SET EXERCISE - Recast the records below as a numbered list, starting with the line that contains "Objective — locate every instance of the sunlight" and going on through the end of the records, and leave out any blank lines.

RECORDS -
---------------
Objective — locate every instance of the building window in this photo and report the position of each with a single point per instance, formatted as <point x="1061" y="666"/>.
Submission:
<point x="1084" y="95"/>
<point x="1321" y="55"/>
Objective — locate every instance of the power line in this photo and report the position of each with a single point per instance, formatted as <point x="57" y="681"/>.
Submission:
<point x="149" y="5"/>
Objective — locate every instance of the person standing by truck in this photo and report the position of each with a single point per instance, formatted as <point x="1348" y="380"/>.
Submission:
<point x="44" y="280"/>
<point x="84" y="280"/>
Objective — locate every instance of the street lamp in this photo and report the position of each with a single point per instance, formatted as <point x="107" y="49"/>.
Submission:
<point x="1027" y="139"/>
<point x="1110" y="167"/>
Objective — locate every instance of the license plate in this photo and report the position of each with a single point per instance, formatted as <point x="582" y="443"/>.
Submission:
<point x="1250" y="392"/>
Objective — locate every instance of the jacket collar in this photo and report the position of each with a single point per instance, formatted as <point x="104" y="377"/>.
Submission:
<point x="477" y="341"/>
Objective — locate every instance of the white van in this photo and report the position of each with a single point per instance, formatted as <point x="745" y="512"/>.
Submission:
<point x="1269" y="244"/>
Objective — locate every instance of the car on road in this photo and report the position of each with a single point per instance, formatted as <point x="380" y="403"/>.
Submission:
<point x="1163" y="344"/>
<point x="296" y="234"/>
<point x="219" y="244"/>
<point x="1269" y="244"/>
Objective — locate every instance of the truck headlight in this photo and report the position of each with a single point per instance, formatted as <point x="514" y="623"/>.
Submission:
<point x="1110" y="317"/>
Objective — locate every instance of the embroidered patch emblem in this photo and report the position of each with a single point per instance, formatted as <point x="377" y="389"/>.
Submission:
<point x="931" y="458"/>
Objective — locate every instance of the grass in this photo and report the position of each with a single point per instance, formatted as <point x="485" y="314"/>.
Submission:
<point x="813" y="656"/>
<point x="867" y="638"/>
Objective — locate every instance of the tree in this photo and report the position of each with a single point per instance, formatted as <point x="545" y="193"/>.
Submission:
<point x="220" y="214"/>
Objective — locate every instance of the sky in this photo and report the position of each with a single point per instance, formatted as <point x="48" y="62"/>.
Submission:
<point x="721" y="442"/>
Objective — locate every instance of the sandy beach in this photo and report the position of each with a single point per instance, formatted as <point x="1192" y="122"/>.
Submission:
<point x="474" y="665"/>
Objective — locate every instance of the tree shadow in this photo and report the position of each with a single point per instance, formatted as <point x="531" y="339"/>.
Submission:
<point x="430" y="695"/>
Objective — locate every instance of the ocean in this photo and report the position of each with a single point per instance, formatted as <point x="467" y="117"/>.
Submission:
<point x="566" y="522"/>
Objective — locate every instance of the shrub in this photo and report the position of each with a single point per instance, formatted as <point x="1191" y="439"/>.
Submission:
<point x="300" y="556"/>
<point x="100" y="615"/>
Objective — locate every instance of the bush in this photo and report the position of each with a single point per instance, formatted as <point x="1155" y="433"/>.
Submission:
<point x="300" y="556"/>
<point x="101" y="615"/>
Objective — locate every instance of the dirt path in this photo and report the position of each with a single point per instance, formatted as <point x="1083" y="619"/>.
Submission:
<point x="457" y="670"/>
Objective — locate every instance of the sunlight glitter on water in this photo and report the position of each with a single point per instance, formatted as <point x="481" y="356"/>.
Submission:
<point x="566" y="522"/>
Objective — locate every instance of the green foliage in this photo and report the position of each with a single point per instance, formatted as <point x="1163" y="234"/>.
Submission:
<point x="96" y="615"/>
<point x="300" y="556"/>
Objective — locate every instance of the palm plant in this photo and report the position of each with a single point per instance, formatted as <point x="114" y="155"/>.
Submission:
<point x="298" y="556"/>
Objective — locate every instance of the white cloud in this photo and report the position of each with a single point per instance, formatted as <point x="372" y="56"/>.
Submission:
---------------
WRITTEN RESPONSE -
1. Objective — locate every instance of the sunlight glitter on water in this photo and report the position of each with a single point per instance, formatted as <point x="481" y="356"/>.
2. Submission:
3. <point x="566" y="522"/>
4. Objective — locate every instance of the green foliage in this photo and report the position of each with a single point per instance, formatted as <point x="1163" y="234"/>.
5. Submission:
6. <point x="96" y="615"/>
7. <point x="300" y="556"/>
8. Objective — locate every instance of the palm plant in this photo and report the position of each with a single point per instance, formatted as <point x="114" y="155"/>.
9. Submission:
10. <point x="298" y="556"/>
11. Objective — locate every instance of the white cloud in this photo and report the position of each with a single point per instance, formatted as <point x="372" y="56"/>.
12. Submission:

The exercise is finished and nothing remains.